Exercises to complete:
1/ Answer these from the passage on social media campaigns, one line each:
(a) Unlike with former media types, what can users do with politicians on social media?
(b) Which two kinds of orchestrated campaign are named?
(c) How many phases does the proposed framework have?
2/ Repeat the part of the passage on social media campaigns between "Quite logically, social" and "placing a topic?", inclusive.
* start Supplied text *
Quite logically, social media has become a central platform for campaigns. Politicians try to reach the public with their ideas, but in contrast to former media types, users can also reach politicians directly. Both can also try to initiate societal debates by placing topics. And when journalists pick up these topics because they seem of critical importance in social media, their reach goes even beyond the boundaries of the social media ecosystem.

As such it is of utmost importance not only for journalists but for the whole society to provide some transparency on campaigns in social media. This shall provide insights into the origins of and motivations behind an observed topic: is a campaign organic or orchestrated (automatic as well as human-driven), i.e., who is participating in these campaigns? What means are employed when placing a topic?

These questions go beyond the challenge of classifying single accounts as social bots or humans. We have to consider interaction of actors and thus the complete (or a representative sample of the) data stream, which is produced on a social media platform. These analyses do no longer focus on singular accounts or a group of users but on the content produced over time. Clearly, the corpus of data that needs to be analyzed is far too large for human manual inspection. But also classical methods of data analysis are not capable to store all data and process it in real time. Real-time detection of possible campaigns, however, is necessary to not lag behind with analysis, when topics reach critical popularity. At the same time, we still need to verify whether campaigns are organic or artificial. This decision can usually not be made ad-hoc and often needs a deeper, sometimes even forensic analysis of campaign data.

In order to address both challenges at the same time, we propose a two-phase framework which supports both campaign and trend detection and a-posteriori in-depth analysis of respective data. Our idea integrates a stream-based unsupervised detection of critical topics and an independent, offline, and extendable analytics environment. This allows to instantly identify upcoming and important topics and subsequently analyze and verify their artificial character. Note that this approach should be considered as a human-in-the-loop support tool, where no automatic decision on a campaign’s quality is made. In principle, it is designed to enable detection and transparent analysis of current topics in many contexts, either the discovery of new and interesting topics or the fight against manipulation via artificial campaigns.
* end Supplied text *
* start Entries shown *
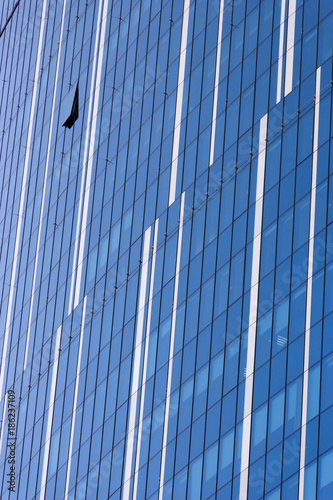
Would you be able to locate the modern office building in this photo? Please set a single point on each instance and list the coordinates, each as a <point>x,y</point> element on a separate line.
<point>166,259</point>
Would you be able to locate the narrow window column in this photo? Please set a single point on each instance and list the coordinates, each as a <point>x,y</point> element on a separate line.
<point>309,287</point>
<point>252,331</point>
<point>172,344</point>
<point>50,413</point>
<point>44,186</point>
<point>22,198</point>
<point>179,103</point>
<point>76,390</point>
<point>288,81</point>
<point>145,362</point>
<point>216,84</point>
<point>130,441</point>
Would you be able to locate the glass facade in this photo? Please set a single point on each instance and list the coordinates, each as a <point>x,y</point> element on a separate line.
<point>166,258</point>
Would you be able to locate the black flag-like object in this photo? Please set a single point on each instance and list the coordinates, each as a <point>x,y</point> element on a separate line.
<point>75,110</point>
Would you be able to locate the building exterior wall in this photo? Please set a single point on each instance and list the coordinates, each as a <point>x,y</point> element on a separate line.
<point>166,264</point>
* end Entries shown *
Completed exercise:
1/
(a) Users can reach politicians directly.
(b) Automatic and human-driven.
(c) Two.

2/
Quite logically, social media has become a central platform for campaigns. Politicians try to reach the public with their ideas, but in contrast to former media types, users can also reach politicians directly. Both can also try to initiate societal debates by placing topics. And when journalists pick up these topics because they seem of critical importance in social media, their reach goes even beyond the boundaries of the social media ecosystem.

As such it is of utmost importance not only for journalists but for the whole society to provide some transparency on campaigns in social media. This shall provide insights into the origins of and motivations behind an observed topic: is a campaign organic or orchestrated (automatic as well as human-driven), i.e., who is participating in these campaigns? What means are employed when placing a topic?